Lines from the one with "[[71, 515], [43, 818], [89, 21], [577, 778]]" through the end of the listing below are to be retyped exactly.

### [DATASET]
<<<<

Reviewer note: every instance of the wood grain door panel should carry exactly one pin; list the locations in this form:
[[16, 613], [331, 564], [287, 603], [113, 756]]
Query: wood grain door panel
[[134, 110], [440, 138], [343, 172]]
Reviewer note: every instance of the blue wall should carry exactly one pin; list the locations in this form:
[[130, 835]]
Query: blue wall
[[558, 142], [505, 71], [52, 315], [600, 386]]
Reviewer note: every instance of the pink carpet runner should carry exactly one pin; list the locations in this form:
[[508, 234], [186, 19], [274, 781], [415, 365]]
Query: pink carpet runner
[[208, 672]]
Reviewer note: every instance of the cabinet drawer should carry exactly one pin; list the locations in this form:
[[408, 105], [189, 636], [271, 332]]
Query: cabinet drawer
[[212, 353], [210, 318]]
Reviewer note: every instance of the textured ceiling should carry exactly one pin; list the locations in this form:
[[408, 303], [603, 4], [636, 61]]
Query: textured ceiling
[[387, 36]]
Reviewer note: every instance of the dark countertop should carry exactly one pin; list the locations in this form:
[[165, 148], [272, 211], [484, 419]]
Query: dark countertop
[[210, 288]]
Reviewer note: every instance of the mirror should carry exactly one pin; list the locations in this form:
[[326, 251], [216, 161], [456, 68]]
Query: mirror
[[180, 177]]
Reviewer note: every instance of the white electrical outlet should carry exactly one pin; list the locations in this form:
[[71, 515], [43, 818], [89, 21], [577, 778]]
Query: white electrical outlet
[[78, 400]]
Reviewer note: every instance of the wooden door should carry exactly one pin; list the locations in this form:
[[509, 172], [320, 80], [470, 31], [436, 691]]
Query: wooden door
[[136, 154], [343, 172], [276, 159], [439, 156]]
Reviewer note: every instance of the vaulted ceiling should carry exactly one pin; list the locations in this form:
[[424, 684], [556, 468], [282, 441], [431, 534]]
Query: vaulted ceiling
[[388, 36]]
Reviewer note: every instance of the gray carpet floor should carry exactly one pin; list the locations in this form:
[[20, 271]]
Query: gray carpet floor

>>>>

### [OUTPUT FOR THIS EXERCISE]
[[71, 515], [43, 818], [89, 21], [577, 778]]
Query: white electrical outlet
[[78, 400]]
Reviewer note: every instance of the wooden door should carry exactly one pin; list the locations in this form:
[[509, 172], [320, 80], [470, 31], [436, 691]]
Query: wooden door
[[136, 154], [343, 172], [276, 159], [439, 156]]
Reviewer note: every instance of the vaulted ceiling should carry exactly one pin; list the locations in this form:
[[424, 684], [556, 468], [282, 441], [431, 534]]
Query: vaulted ceiling
[[388, 36]]
Reviewer note: every instance of the gray carpet floor should carry exactly one pin; list the locations in this form:
[[20, 271]]
Query: gray carpet floor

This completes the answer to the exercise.